WHAT IS ASKED – Substitute "carriage roof" for "train roof" in the items below, starting at the line that contains "the train roof" and ending at the line that contains "Query: train roof". Give back only those lines, with everything else left unchanged.

=== INPUT MATERIAL ===

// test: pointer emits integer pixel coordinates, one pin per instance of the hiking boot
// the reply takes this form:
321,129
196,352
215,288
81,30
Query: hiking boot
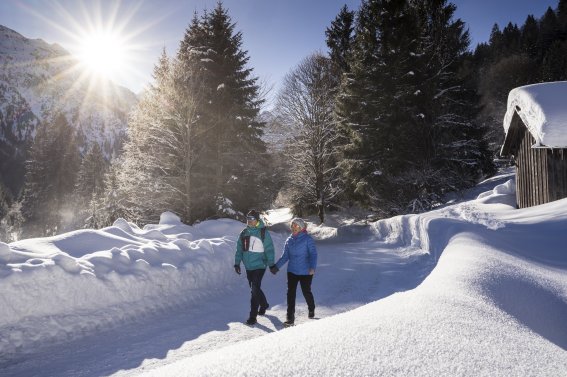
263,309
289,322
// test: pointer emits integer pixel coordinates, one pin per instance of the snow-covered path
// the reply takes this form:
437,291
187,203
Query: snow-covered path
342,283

===
=== INPUT MATERIAL ===

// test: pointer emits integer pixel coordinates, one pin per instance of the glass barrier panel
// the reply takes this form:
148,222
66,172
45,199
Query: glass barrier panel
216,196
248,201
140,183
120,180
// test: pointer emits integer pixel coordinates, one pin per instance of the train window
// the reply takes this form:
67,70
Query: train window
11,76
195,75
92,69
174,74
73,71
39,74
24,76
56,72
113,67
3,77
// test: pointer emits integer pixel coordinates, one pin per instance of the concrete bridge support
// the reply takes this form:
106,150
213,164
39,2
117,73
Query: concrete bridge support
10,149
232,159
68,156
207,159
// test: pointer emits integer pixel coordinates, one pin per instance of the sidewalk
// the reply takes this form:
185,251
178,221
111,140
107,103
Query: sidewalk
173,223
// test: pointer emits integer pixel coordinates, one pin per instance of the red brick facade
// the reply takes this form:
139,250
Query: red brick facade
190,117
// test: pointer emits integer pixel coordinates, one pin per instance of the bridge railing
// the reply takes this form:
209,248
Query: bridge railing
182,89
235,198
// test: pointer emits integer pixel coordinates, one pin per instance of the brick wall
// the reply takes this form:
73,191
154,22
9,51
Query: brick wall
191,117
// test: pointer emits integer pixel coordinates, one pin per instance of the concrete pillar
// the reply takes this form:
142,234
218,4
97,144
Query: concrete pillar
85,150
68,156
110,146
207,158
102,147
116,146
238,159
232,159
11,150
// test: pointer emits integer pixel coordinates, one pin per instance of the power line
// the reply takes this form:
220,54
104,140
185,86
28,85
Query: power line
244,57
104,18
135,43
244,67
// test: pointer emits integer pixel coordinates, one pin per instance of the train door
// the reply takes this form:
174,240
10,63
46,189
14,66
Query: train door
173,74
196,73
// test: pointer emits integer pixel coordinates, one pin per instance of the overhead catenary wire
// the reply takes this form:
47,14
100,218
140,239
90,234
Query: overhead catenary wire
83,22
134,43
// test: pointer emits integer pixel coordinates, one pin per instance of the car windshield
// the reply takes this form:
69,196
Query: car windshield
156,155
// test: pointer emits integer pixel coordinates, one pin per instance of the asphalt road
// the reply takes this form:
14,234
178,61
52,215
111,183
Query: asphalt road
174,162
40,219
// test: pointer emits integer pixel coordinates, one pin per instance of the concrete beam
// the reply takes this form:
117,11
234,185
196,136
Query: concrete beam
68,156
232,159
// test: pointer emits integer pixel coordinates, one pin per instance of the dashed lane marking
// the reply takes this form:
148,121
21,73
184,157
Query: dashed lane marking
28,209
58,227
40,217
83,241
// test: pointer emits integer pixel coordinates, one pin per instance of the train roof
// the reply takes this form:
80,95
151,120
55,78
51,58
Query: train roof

===
=== INPUT MATERIAL ===

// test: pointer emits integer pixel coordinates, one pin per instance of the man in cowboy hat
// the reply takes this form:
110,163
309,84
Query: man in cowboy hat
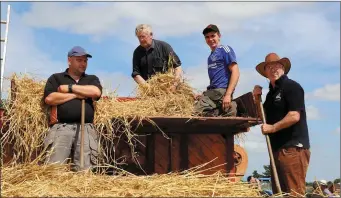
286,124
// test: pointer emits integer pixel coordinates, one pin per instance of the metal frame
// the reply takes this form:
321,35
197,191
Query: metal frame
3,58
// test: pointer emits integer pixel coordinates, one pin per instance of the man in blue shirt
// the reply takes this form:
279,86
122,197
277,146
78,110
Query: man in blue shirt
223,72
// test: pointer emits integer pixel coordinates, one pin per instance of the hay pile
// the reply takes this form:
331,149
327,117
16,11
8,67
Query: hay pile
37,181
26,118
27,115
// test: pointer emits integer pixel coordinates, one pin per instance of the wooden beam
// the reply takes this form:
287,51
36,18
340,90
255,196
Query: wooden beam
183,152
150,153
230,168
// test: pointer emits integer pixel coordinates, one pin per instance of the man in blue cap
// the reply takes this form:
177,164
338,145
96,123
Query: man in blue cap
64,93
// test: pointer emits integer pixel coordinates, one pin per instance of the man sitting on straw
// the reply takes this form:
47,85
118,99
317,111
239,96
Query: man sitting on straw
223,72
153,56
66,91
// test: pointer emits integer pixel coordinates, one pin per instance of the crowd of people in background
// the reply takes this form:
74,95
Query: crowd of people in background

===

ANSWER TO THE TASK –
// test: pointer emits integer pixel coordinates, one pin per instance of the carriage roof
// the reply takes this form:
80,95
151,120
55,78
51,58
Query: carriage roof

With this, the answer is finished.